START Records provided

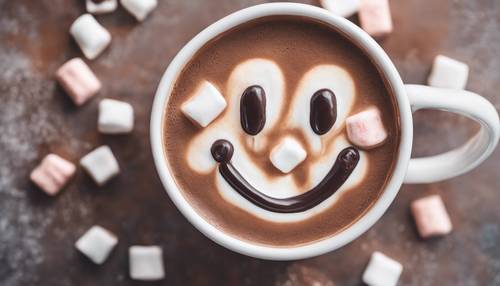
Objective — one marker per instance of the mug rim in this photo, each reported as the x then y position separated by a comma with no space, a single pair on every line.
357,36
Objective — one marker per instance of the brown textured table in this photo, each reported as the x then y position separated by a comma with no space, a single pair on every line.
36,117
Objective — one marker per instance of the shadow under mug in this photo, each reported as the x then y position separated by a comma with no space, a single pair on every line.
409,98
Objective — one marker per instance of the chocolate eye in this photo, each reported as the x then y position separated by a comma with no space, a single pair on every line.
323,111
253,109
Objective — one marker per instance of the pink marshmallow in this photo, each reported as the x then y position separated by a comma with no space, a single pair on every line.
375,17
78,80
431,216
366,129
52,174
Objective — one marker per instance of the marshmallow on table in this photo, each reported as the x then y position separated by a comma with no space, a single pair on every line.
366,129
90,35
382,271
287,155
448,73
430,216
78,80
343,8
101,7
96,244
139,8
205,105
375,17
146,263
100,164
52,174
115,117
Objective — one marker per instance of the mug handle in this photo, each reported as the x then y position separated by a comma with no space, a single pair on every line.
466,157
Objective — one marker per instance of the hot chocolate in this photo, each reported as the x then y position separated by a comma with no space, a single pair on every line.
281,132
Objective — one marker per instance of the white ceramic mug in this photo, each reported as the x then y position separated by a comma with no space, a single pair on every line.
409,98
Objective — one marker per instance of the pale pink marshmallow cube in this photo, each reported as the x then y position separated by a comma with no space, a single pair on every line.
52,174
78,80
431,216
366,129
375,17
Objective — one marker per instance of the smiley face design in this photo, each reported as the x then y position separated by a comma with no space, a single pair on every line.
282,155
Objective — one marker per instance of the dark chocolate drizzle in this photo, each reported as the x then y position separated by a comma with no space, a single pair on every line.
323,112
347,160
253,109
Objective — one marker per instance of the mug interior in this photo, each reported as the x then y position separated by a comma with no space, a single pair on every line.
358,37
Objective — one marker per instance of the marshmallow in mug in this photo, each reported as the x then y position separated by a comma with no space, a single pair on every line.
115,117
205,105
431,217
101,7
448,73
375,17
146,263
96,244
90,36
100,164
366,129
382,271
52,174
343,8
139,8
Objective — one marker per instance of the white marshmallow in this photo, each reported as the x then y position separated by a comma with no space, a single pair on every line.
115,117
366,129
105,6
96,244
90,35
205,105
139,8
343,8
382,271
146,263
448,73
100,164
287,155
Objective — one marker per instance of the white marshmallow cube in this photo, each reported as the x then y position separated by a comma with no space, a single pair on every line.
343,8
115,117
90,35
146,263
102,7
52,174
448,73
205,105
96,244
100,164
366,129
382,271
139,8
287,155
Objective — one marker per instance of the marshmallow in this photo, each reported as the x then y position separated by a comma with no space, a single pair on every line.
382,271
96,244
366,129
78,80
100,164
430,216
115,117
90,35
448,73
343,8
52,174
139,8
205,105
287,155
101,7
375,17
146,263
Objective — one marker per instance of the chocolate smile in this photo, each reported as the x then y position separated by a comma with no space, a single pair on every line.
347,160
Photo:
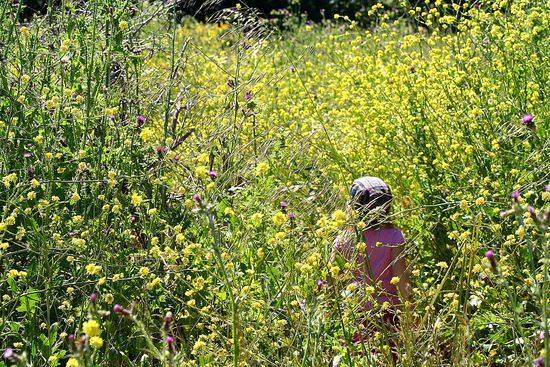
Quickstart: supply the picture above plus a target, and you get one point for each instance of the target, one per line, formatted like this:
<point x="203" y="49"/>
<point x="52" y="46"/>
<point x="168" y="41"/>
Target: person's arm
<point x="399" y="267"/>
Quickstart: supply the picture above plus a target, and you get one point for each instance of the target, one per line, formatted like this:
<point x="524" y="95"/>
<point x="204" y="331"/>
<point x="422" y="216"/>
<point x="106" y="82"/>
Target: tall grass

END Records provided

Exercise details: Where the line containing "Objective — one marker per instance of the chocolate smile" appears in the records above, begin copying and continue exactly through the last line, with nothing else; omit every picture.

Answer to the problem:
Objective — one marker per instance of the chocolate smile in this photo, each reported as the x then y position separated by a comma with no space, a single pair on every line.
347,160
Photo:
Quickstart: supply the picture above plus a target, and you get one point for each instance of the target, one per line, formatted like this:
<point x="203" y="49"/>
<point x="52" y="46"/>
<point x="168" y="41"/>
Target: person's arm
<point x="399" y="267"/>
Quickstart: supply the picture above plus a target, and you get one point for each instance of the target, one per line, formatted like this:
<point x="524" y="95"/>
<point x="204" y="331"/>
<point x="422" y="216"/>
<point x="106" y="82"/>
Target: tall grass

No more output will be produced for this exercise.